Set exercise 1 → Summarize the browser discussion thread in two sentences.
Set exercise 2 → List each specific browser that the thread says Epicor supports.

Given passage →
════════════════
Any thoughts or hard/anecdotal evidence of one browser being less buggy or faster? We have relied on Chrome since our inception… I’m considering trying out Firefox as some of our Epicor tickets have stated they’ve seen “fewer issues” in Firefox with some of them (for instance, with column sorting issues).
We use Edge since it works better with Microsoft Entra. The browser picks up their linked account in Windows and does not require them to enter their password again when logging into Kinetic.
I have tried Chrome a few times and haven’t noticed any difference. I haven’t tried Firefox.
Epicor states that Chromium (Chrome, Edge) and Safari browsers are supported.
MOST LIKELY, if you’re not doing a lot of customization or wonky stuff for the screens, any browser would PROBABLY suffice.
The more fun stuff you want/need/like to do in Application Studio, the more likely you probably are to find out why the other browsers aren’t supported.
This reminds me of the Gopher Protocol we used to use for browsing Library holdings at Universities… I Don’t remember Lynx, but I remember Mosiac… I’m old, but not ancient yet… give it another decade !!!
I’ve been using firefox mostly. That’s from a personal preference for browser controllability. I’ve been working in various chromium browsers as well, like Edge and Chrome. Not Safari though, we have but one user who only rarely uses a Scottish laptop and that won’t increase.
Of course I already tried eww! Lynx will end the same way:
Can confirm though, this forum here is readable in eww. Readonly without javascript, but readable nonetheless.
We “standardized” on Edge… but its not infallible.
We’ve seen some glitches where things don’t appear or work correctly… and I’ve asked the user to switch over to chrome and try it, and it’ll work.
I’ve also seen the inverse… things not behaving in Chrome… switch to edge and its fine. Not sure if these are browser cache issues or not… but they do tend to rear their heads after updates.
════════════════
Provided information →
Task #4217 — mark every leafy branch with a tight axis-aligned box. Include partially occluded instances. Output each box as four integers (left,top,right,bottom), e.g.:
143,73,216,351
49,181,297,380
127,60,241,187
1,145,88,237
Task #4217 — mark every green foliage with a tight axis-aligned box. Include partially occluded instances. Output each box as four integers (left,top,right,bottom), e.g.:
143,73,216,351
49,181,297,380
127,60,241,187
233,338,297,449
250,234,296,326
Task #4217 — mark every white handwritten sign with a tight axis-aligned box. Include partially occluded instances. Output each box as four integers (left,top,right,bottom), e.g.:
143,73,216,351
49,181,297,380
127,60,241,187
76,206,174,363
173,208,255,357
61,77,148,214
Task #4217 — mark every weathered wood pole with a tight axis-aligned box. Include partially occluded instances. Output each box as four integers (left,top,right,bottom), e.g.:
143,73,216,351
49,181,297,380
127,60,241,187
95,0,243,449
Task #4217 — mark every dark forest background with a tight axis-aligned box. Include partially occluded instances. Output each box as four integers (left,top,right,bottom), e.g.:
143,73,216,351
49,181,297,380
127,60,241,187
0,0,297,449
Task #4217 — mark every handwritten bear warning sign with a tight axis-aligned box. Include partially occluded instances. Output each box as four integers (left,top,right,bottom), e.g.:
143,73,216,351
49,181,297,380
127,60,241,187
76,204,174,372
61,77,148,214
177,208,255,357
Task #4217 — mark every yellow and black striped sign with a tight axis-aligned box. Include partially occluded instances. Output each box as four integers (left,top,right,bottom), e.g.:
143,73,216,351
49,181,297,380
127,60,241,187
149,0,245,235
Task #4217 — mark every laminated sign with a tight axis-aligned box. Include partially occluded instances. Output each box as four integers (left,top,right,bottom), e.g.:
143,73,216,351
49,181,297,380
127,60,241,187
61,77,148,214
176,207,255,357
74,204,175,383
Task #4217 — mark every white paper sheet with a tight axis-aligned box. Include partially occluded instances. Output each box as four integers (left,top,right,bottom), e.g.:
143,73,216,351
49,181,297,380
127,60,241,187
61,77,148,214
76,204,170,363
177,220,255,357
════════════════
Complete response 1 → A poster whose company has relied on Chrome asks whether another browser, such as Firefox, is less buggy or faster with Epicor. Replies note that Epicor supports Chromium browsers and Safari and that any browser probably suffices without heavy customization in Application Studio, while teams that use Edge report that it works better with Microsoft Entra but, like Chrome, sometimes shows glitches that switching to the other browser resolves.

Complete response 2 → Chrome, Edge, Safari